START EXCERPT TO READ
December 14, 2008 to February 1, 2009
36 Orchard Street, between Canal and Hester streets
New York City, 212-995-1774
The motif of a reading light recurs in “chapter 12: iamb,” R. H. Quaytman’s rich and strange exhibition at Miguel Abreu Gallery. Indeed, the viewer’s tendency is to approach these dissimilar yet interrelated works textually, to pore over the smallish, reticent, meticulously crafted panels and puzzle out their collective meaning. The show’s title suggests that each work may be construed as a metrical foot of verse, making the assembled 14 the equivalent of a couplet in iambic heptameter. (For the record, here “chapter 12” refers not to bankruptcy but to the twelfth distinct body of work this accomplished, mid-career artist has to date produced.)
Formerly a director of the now defunct Lower East Side gallery, Orchard, Quaytman mainly works in a mode of painting/silkscreen hybrid, an at once middle-brow and mass-produced liminal form that is ideologically adrift between the elite and the unique in a way that recalls Warhol. The show quietly crackles with ideas about production; perception and legibility; the nature of the “image;” and the play between painterly and photographic values.
END EXCERPT TO READ
START DATA LISTING
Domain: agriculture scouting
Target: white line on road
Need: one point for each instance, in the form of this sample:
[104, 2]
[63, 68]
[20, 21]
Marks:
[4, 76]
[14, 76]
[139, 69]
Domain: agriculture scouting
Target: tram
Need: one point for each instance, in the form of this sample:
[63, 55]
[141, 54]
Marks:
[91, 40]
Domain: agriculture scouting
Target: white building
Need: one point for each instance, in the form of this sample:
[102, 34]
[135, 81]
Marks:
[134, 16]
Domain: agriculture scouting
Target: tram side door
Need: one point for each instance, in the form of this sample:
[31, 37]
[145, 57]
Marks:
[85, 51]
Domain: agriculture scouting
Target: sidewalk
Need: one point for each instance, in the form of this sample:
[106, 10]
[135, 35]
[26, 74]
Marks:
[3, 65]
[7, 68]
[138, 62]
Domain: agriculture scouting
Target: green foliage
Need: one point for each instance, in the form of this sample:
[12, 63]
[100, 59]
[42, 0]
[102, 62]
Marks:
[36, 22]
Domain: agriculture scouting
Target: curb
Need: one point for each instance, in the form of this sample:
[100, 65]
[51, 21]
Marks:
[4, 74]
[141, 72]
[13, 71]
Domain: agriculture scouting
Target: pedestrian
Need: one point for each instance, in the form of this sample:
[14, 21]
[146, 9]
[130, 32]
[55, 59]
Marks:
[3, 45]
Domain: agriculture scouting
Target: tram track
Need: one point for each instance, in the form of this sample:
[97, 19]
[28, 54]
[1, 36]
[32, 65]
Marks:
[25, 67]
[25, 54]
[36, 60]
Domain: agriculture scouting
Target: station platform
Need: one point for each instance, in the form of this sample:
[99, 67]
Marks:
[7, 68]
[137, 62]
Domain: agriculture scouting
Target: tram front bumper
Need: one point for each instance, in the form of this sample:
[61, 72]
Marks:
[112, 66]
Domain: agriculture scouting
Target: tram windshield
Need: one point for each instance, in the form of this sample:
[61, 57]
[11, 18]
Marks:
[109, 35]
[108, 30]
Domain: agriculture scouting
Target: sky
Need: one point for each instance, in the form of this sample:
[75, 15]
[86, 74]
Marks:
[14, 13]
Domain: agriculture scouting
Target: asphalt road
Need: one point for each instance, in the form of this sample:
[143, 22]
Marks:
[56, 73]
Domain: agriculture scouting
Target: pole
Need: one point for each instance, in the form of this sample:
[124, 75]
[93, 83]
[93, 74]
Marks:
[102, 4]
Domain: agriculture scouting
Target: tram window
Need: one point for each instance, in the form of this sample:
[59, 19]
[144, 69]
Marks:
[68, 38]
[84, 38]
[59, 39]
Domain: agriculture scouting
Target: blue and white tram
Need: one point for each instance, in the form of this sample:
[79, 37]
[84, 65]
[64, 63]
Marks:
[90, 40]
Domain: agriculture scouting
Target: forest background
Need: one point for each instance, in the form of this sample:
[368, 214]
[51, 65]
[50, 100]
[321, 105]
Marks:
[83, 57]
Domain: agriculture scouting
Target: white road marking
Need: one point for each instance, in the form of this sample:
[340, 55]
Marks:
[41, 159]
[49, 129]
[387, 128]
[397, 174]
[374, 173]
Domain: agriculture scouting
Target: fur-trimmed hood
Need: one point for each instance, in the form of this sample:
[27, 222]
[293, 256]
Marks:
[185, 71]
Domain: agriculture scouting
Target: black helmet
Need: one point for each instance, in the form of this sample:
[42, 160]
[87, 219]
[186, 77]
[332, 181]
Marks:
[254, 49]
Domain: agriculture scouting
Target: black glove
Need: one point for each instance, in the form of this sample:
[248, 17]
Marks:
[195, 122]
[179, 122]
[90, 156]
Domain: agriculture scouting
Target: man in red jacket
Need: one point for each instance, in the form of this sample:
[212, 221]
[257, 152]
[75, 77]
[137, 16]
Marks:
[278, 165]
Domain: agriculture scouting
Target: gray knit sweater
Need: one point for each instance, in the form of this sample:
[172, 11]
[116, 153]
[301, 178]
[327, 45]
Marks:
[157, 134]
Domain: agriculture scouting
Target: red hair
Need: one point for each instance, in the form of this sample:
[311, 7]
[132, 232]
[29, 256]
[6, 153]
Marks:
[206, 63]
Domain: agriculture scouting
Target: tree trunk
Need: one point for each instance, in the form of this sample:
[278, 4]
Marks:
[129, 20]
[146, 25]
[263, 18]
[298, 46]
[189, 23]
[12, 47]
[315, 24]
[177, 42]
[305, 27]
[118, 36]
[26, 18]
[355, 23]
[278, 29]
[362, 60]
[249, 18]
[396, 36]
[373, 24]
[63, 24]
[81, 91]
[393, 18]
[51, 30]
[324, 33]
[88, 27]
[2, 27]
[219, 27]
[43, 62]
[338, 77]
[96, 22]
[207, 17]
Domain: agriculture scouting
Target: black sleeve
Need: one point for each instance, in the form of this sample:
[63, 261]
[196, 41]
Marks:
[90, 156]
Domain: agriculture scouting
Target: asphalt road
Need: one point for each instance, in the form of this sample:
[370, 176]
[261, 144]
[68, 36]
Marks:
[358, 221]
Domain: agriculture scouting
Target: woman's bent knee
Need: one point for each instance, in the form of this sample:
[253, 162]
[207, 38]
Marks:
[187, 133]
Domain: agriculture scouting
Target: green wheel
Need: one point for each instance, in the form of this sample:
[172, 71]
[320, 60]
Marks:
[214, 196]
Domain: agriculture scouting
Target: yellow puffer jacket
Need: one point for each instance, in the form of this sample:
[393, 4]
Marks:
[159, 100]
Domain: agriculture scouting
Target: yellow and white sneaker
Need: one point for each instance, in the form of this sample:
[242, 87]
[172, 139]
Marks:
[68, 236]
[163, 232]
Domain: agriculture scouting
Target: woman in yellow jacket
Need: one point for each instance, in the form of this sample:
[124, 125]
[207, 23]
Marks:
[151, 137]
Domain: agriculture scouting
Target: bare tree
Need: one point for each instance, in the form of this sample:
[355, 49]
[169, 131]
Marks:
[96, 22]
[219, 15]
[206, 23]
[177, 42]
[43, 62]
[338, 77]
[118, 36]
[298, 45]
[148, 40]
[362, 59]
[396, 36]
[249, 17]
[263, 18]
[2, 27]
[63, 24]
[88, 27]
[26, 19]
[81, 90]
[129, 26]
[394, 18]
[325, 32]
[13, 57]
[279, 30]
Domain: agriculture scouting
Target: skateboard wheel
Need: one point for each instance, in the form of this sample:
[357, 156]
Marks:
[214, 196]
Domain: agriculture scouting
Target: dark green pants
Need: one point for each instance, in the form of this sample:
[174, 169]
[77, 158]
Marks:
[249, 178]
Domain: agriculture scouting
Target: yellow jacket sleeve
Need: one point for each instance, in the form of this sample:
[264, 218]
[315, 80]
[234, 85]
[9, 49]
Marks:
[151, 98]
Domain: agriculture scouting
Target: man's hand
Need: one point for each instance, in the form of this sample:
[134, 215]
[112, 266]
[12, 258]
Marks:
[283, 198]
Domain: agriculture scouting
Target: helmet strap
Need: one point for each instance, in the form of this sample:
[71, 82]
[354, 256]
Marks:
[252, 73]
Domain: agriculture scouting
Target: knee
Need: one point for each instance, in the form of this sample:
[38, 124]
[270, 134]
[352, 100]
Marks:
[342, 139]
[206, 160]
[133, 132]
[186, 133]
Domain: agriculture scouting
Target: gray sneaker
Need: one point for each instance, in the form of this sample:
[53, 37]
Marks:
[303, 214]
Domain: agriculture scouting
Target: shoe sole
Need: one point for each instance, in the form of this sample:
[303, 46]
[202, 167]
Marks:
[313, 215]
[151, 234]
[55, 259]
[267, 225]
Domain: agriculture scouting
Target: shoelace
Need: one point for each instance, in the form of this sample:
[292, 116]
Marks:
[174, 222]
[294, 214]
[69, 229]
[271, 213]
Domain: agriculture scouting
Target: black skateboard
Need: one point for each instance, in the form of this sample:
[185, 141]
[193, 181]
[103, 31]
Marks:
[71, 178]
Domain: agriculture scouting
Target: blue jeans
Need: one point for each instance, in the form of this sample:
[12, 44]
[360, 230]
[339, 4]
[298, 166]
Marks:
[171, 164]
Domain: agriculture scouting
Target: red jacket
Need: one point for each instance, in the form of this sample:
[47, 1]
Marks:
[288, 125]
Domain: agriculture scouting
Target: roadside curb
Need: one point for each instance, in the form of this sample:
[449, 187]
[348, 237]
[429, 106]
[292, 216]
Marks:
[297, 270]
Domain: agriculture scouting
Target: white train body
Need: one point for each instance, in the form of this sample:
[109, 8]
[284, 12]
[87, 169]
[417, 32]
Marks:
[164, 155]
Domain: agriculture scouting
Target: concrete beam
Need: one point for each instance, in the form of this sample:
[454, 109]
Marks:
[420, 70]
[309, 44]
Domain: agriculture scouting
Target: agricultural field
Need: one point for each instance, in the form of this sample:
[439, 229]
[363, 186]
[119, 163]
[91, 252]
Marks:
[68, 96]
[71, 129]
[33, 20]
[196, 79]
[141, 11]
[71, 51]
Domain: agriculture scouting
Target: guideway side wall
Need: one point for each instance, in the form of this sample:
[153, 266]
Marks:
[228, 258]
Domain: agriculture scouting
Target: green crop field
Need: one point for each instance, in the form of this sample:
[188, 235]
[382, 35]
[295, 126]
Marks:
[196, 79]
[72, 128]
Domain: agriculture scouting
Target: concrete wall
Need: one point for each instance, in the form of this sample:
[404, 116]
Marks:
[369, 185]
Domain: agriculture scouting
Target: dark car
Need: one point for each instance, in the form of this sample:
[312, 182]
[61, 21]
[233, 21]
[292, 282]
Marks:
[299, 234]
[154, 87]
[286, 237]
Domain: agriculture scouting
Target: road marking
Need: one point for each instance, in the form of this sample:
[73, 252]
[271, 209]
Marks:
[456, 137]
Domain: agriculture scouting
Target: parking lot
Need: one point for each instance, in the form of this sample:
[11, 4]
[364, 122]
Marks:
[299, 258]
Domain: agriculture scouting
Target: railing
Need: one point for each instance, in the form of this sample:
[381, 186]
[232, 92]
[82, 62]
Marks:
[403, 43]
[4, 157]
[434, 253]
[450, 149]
END DATA LISTING
Set down word for word the passage of the exhibition review above, starting with "December 14, 2008" and going on through "to date produced.)".

ANSWER TO THE PROBLEM:
December 14, 2008 to February 1, 2009
36 Orchard Street, between Canal and Hester streets
New York City, 212-995-1774
The motif of a reading light recurs in “chapter 12: iamb,” R. H. Quaytman’s rich and strange exhibition at Miguel Abreu Gallery. Indeed, the viewer’s tendency is to approach these dissimilar yet interrelated works textually, to pore over the smallish, reticent, meticulously crafted panels and puzzle out their collective meaning. The show’s title suggests that each work may be construed as a metrical foot of verse, making the assembled 14 the equivalent of a couplet in iambic heptameter. (For the record, here “chapter 12” refers not to bankruptcy but to the twelfth distinct body of work this accomplished, mid-career artist has to date produced.)